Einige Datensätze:
⁂

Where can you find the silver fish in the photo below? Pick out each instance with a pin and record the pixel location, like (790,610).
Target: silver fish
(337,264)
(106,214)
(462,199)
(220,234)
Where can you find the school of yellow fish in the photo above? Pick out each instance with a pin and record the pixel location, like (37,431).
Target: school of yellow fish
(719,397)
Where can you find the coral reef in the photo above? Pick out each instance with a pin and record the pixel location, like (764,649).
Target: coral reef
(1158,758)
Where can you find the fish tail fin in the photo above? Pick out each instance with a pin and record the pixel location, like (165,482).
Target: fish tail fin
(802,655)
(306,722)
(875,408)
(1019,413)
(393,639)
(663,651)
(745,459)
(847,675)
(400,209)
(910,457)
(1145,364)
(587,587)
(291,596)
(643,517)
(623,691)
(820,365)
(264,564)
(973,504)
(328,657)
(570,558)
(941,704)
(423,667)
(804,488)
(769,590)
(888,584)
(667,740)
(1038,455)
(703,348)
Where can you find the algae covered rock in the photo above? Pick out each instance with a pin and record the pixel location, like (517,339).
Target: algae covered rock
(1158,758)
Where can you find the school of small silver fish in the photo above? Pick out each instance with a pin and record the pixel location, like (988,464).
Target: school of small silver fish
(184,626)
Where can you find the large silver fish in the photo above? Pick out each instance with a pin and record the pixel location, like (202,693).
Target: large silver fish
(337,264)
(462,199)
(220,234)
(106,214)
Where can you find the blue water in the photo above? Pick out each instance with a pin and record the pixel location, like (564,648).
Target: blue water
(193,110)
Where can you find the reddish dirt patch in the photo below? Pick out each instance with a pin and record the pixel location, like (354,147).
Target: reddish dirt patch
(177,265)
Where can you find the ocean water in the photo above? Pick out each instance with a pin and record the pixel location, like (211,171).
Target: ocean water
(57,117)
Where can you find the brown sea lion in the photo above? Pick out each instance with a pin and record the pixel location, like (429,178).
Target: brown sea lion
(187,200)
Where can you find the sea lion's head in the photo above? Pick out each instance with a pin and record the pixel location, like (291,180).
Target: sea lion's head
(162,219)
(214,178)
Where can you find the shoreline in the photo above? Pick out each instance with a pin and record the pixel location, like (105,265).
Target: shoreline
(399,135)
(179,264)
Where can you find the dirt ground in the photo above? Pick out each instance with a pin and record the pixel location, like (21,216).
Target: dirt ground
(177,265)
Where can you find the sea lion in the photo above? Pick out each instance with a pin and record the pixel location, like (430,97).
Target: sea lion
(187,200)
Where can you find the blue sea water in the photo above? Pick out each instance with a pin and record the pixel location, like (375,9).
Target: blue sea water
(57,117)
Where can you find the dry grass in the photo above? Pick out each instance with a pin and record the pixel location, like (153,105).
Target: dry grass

⁂

-- Deine Aufgabe --
Stelle sämtliche Zeilen der Datensätze als Markdown-Tabelle mit den Spalten „Nr.“ und „Zeile“ dar. Leere Zeilen lässt du weg.

-- Vollständige Ausgabe --
| Nr. | Zeile |
|---|---|
| 1 | Where can you find the silver fish in the photo below? Pick out each instance with a pin and record the pixel location, like (790,610). |
| 2 | Target: silver fish |
| 3 | (337,264) |
| 4 | (106,214) |
| 5 | (462,199) |
| 6 | (220,234) |
| 7 | Where can you find the school of yellow fish in the photo above? Pick out each instance with a pin and record the pixel location, like (37,431). |
| 8 | Target: school of yellow fish |
| 9 | (719,397) |
| 10 | Where can you find the coral reef in the photo above? Pick out each instance with a pin and record the pixel location, like (764,649). |
| 11 | Target: coral reef |
| 12 | (1158,758) |
| 13 | Where can you find the fish tail fin in the photo above? Pick out each instance with a pin and record the pixel location, like (165,482). |
| 14 | Target: fish tail fin |
| 15 | (802,655) |
| 16 | (306,722) |
| 17 | (875,408) |
| 18 | (1019,413) |
| 19 | (393,639) |
| 20 | (663,651) |
| 21 | (745,459) |
| 22 | (847,675) |
| 23 | (400,209) |
| 24 | (910,457) |
| 25 | (1145,364) |
| 26 | (587,587) |
| 27 | (291,596) |
| 28 | (643,517) |
| 29 | (623,691) |
| 30 | (820,365) |
| 31 | (264,564) |
| 32 | (973,504) |
| 33 | (328,657) |
| 34 | (570,558) |
| 35 | (941,704) |
| 36 | (423,667) |
| 37 | (804,488) |
| 38 | (769,590) |
| 39 | (888,584) |
| 40 | (667,740) |
| 41 | (1038,455) |
| 42 | (703,348) |
| 43 | Where can you find the algae covered rock in the photo above? Pick out each instance with a pin and record the pixel location, like (517,339). |
| 44 | Target: algae covered rock |
| 45 | (1158,758) |
| 46 | Where can you find the school of small silver fish in the photo above? Pick out each instance with a pin and record the pixel location, like (988,464). |
| 47 | Target: school of small silver fish |
| 48 | (184,626) |
| 49 | Where can you find the large silver fish in the photo above? Pick out each instance with a pin and record the pixel location, like (202,693). |
| 50 | Target: large silver fish |
| 51 | (337,264) |
| 52 | (462,199) |
| 53 | (220,234) |
| 54 | (106,214) |
| 55 | Where can you find the blue water in the photo above? Pick out each instance with a pin and record the pixel location, like (564,648). |
| 56 | Target: blue water |
| 57 | (193,110) |
| 58 | Where can you find the reddish dirt patch in the photo below? Pick out each instance with a pin and record the pixel location, like (354,147). |
| 59 | Target: reddish dirt patch |
| 60 | (177,265) |
| 61 | Where can you find the ocean water in the photo above? Pick out each instance with a pin and record the pixel location, like (211,171). |
| 62 | Target: ocean water |
| 63 | (57,117) |
| 64 | Where can you find the brown sea lion in the photo above? Pick out each instance with a pin and record the pixel location, like (429,178). |
| 65 | Target: brown sea lion |
| 66 | (187,200) |
| 67 | Where can you find the sea lion's head in the photo above? Pick out each instance with a pin and record the pixel location, like (291,180). |
| 68 | Target: sea lion's head |
| 69 | (162,219) |
| 70 | (214,178) |
| 71 | Where can you find the shoreline in the photo above? Pick out each instance with a pin and record the pixel location, like (105,265). |
| 72 | Target: shoreline |
| 73 | (399,135) |
| 74 | (179,264) |
| 75 | Where can you find the dirt ground in the photo above? Pick out each instance with a pin and record the pixel location, like (21,216). |
| 76 | Target: dirt ground |
| 77 | (177,265) |
| 78 | Where can you find the sea lion in the photo above? Pick out each instance with a pin and record the pixel location, like (430,97). |
| 79 | Target: sea lion |
| 80 | (187,200) |
| 81 | Where can you find the blue sea water in the photo above? Pick out each instance with a pin and record the pixel location, like (375,9). |
| 82 | Target: blue sea water |
| 83 | (57,117) |
| 84 | Where can you find the dry grass in the photo above? Pick out each instance with a pin and record the pixel location, like (153,105). |
| 85 | Target: dry grass |